>> BEGIN EXTRACTED TEXT

It was a little annoying, too, to hear that the 3DS eShop has been delayed until the pre-E3 show– but not nearly as annoying as the mind-games Capcom is playing with Mega Man Legends 3. The big problem there is that the game still has not been given a green-light for full production, according to Capcom’s Dev Room initiative. The official word is that, depending on performance of the Prologue Version– the paid beta that was supposed to be released alongside the eShop– the game would either be scrapped or funded in full. In effect, Capcom is holding the game for ransom.
Now before I continue, I want to clarify something: it could be argued that BM&G is also holding a game for ransom, in that we can’t produce Point of Descent without funding. It’s a tricky parallel to navigate, and while it’s flattering to put an indie developer working on their first game on the same level as an iconic studio such as Capcom, that’s simply not the case. We’re going to continue work on Point of Descent regardless of how our Kickstarter and 8-Bit Funding pages do (I’m sorry I’m not being more subtle about that). Capcom, on the other hand, can throw away resources on a “failed” experiment and not risk ruin. The problem, of course, is that Capcom isn’t just throwing away money, but also reputation. They’ve been on rocky shores in that regard before, and I think it would be very wise if they just went ahead and announced at E3 that they’re just trolling us all and that MML3 is definitely coming out. It’s not like Capcom’s a stranger to being a lying creator either– witness the shell games they played prior to the official reveal of MVC3.

>> END EXTRACTED TEXT
>> BEGIN INFORMATION PROVIDED

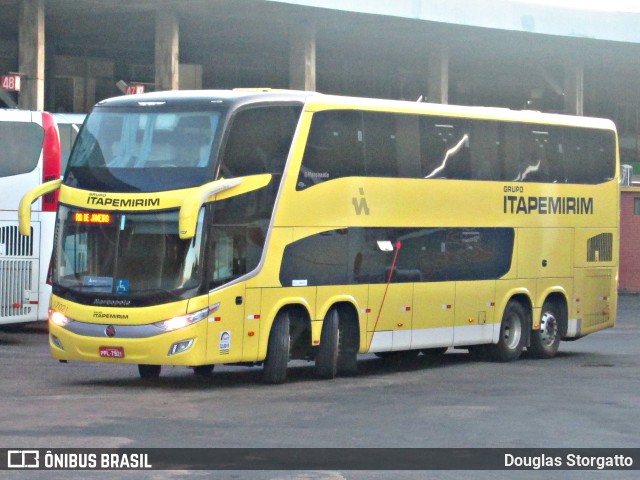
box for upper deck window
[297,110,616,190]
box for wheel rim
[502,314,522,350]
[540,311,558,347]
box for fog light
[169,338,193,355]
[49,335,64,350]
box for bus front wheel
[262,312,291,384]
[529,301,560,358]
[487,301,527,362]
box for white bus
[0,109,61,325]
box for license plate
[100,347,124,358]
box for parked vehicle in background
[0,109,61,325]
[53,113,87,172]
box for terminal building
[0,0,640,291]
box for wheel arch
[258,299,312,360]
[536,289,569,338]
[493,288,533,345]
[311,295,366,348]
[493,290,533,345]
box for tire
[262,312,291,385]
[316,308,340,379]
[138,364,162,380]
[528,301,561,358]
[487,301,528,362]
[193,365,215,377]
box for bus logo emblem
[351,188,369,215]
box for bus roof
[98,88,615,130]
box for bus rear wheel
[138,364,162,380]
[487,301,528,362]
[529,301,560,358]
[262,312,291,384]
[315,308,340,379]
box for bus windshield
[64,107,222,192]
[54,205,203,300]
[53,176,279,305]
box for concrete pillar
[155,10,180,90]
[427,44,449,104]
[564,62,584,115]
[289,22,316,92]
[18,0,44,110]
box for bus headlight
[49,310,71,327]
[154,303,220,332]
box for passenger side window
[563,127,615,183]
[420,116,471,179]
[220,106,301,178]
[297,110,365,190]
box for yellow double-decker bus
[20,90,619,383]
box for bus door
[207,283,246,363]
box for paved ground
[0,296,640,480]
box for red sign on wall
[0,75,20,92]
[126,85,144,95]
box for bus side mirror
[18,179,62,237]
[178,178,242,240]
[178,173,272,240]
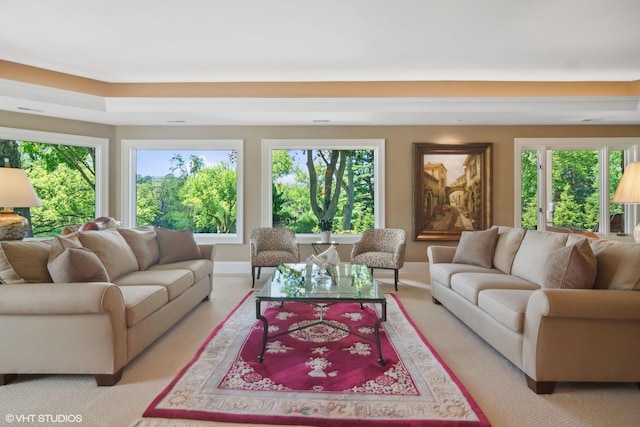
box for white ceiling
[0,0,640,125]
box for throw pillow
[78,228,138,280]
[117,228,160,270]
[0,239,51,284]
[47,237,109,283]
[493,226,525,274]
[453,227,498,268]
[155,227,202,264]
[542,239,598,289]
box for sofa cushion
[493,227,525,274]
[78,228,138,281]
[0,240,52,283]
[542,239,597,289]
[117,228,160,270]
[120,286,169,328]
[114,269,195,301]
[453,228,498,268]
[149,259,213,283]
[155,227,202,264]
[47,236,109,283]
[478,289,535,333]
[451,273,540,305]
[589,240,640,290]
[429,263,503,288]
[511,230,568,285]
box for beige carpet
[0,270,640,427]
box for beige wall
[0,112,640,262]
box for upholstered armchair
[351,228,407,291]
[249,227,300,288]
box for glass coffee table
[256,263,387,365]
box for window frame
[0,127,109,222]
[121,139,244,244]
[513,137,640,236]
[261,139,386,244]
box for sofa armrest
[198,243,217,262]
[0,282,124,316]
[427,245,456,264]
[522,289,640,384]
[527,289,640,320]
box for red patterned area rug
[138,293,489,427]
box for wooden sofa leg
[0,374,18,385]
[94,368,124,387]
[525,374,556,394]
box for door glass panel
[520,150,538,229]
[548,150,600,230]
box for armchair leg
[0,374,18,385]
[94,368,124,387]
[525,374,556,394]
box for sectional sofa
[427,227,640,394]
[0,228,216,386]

>> END INFORMATION PROVIDED
>> BEGIN INFORMATION PROVIDED

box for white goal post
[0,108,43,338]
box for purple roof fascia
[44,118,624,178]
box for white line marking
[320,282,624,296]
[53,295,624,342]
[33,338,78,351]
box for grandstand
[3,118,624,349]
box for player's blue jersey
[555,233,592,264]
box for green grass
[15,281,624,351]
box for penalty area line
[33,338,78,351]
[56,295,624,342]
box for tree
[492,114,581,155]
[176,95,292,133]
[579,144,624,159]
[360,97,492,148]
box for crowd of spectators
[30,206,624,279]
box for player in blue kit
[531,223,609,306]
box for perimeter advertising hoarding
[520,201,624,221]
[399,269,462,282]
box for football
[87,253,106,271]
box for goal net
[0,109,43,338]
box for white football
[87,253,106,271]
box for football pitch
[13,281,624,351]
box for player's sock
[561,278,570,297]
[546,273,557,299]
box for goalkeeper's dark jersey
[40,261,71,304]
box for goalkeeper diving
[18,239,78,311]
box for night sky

>> END INFORMATION PROVIDED

## [REQUIRED ACTIONS]
1. Answer these about the Mega Man Legends 3 text, each on its own line:
(a) Until when has the 3DS eShop been delayed?
(b) According to the official word, what would happen to Mega Man Legends 3 depending on how the Prologue Version performed?
(c) What does the writer say BM&G will do regardless of how its Kickstarter and 8-Bit Funding pages do?
2. Please return the portion of the Mega Man Legends 3 text starting with "It was a little" and going on through "game for ransom.", copied word for word.

## [OUTPUTS]
1.
(a) Until the pre-E3 show.
(b) The game would either be scrapped or funded in full.
(c) Continue work on Point of Descent.

2.
It was a little annoying, too, to hear that the 3DS eShop has been delayed until the pre-E3 show– but not nearly as annoying as the mind-games Capcom is playing with Mega Man Legends 3. The big problem there is that the game still has not been given a green-light for full production, according to Capcom’s Dev Room initiative. The official word is that, depending on performance of the Prologue Version– the paid beta that was supposed to be released alongside the eShop– the game would either be scrapped or funded in full. In effect, Capcom is holding the game for ransom.